YOUR TASK: Please answer from the post about life in Ayawasi: which three groups make up the Maibrat ethnic?

===== PAGE EXTRACT

Funny though that when you finally have got some food you have to cook it right away for there is no fridge (no use with limited electricity). So there are times when you have to eat pork for 4 or 5 days in a row. Therefore, Fr Buce and his households have to stock up some preserved food, be it instant noodle, canned food, or salted fish. Again, creativity would help a lot here. In spite of this situation, I actually gained weight during my stay in Ayawasi. Thanks to Frater Adri!

Monday, April 07, 2008

Life in Ayawasi - Part II


Ayawasi is a kampong that is located in the “eyes” of the bird’s head of Papua Island. The people who inhabit the area is known as Aifat which is the sub ethnic of Maibrat. The Maibrat ethnic itself consists of Aifat, Aitinyo and Ayamaru.

Ayawasi plays an important part in the history of the Catholic missionary in the bird’s head of Papua. The Parish of Ayawasi is one of the oldest parishes in the Manokwari-Sorong Diocese. It covers the area such as Mare, Karon and Ayawasi and its surrounding. Ayawasi is an all-Catholic and nearly-all-Papuan kampong. The common family names here are Turot, Taa, Saa, Jumte, Tenau, Kosho, Fanataf, etc. This is considered a tough parish to manage. Besides the remoteness of the place, the people are not easy to deal with, says Fr Buce Takerubun, OSA, the parish pastor. They are very critical and are not hesitant to use violence to sort things out. And when this happens no one is spared from their rage. Not even the pastors. In Fr Buce’s words, this is what they said: “Even Jesus was killed by the Jews. So why can’t we kill a pastor?!” Wow!

==========
===== INFORMATION PROVIDED

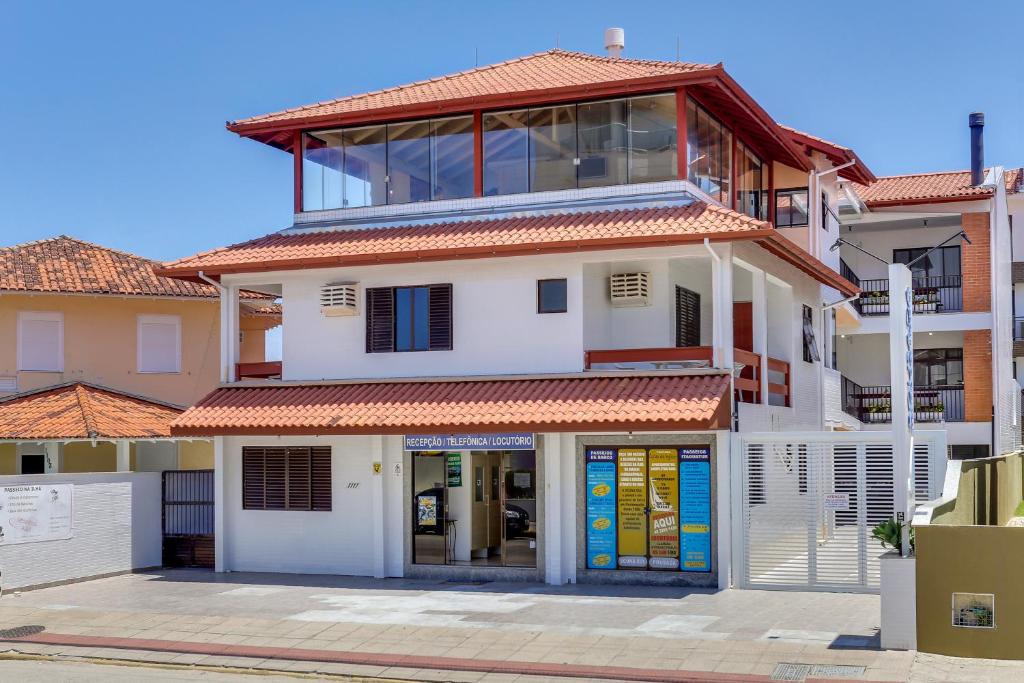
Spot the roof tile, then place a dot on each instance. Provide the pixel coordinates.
(672, 401)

==========

SOLUTION BELOW: Aifat, Aitinyo and Ayamaru.